_PROBLEM REQUIREMENTS_. Put every line of the listing below into a Markdown table with the columns Row and Listing line, skipping blank lines. Leave the pictures out of your answer.
-- BEGIN DATA LISTING --
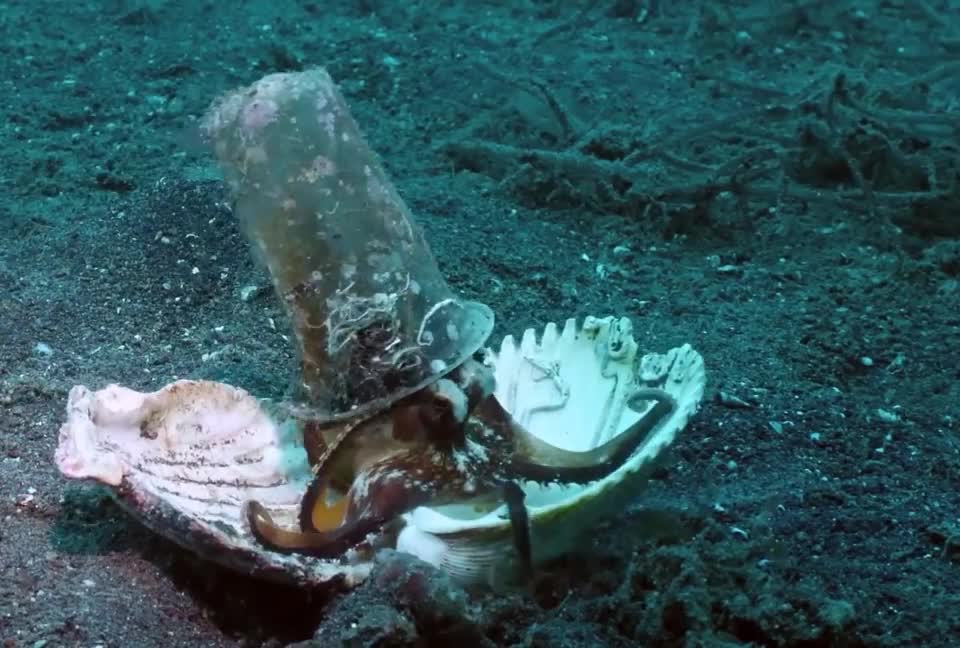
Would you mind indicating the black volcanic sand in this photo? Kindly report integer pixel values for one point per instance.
(777, 187)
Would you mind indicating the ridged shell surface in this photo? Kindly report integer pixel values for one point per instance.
(571, 387)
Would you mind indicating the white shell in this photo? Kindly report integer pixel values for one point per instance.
(571, 389)
(185, 459)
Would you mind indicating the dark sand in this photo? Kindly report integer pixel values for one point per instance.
(774, 183)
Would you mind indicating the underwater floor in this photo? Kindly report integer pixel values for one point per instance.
(773, 183)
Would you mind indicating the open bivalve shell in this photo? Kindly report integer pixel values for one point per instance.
(574, 389)
(186, 459)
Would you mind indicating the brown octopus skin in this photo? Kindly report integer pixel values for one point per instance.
(418, 453)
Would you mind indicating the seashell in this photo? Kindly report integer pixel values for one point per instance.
(186, 459)
(573, 389)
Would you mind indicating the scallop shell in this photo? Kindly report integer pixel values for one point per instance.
(186, 458)
(571, 388)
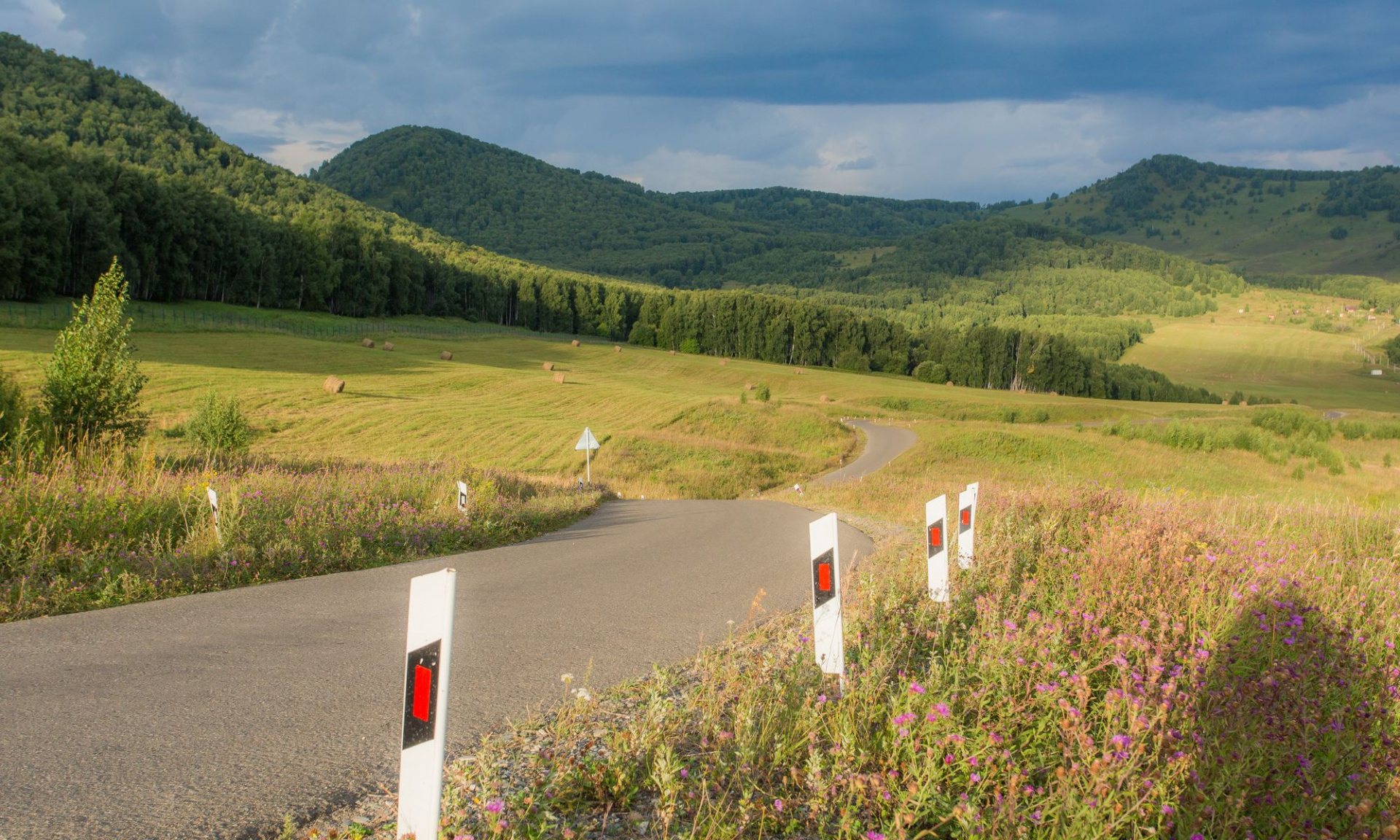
-- END DATA LISTING --
_CORRECT RESPONSE_.
| Row | Listing line |
|---|---|
| 1 | Would you mind indicating the black volcanic sand in this photo? Kindly report integer pixel values for one point per instance. |
| 2 | (777, 187) |
| 3 | Would you mind indicating the ridged shell surface in this photo? Kindly report integer pixel values for one point per instance. |
| 4 | (571, 387) |
| 5 | Would you mind indicating the white shell in this photo? Kindly report integer pixel values for one point per instance. |
| 6 | (571, 389) |
| 7 | (185, 459) |
| 8 | Would you mind indicating the dark sand in this photo? Kindly report integer pixel values for one point per instance. |
| 9 | (774, 183) |
| 10 | Would you mind indicating the underwater floor in this photo? Kindly report integer pixel values for one point per instance. |
| 11 | (773, 183) |
| 12 | Would you mind indicating the open bivalve shell in this photo? Kindly report integer pixel values for one point per instance. |
| 13 | (574, 389) |
| 14 | (186, 459) |
| 15 | Would you mind indicating the brown octopus skin in this photo? Kindly report integer pixel values for one point per instance. |
| 16 | (418, 453) |
| 17 | Would you mind indicating the seashell in this photo? Kindly report integer pixel values for one point per instance. |
| 18 | (186, 459) |
| 19 | (573, 389) |
| 20 | Would you mind indicating the scallop shell in this photo? Kindly report integer pixel values for one point per instance. |
| 21 | (186, 458) |
| 22 | (571, 388) |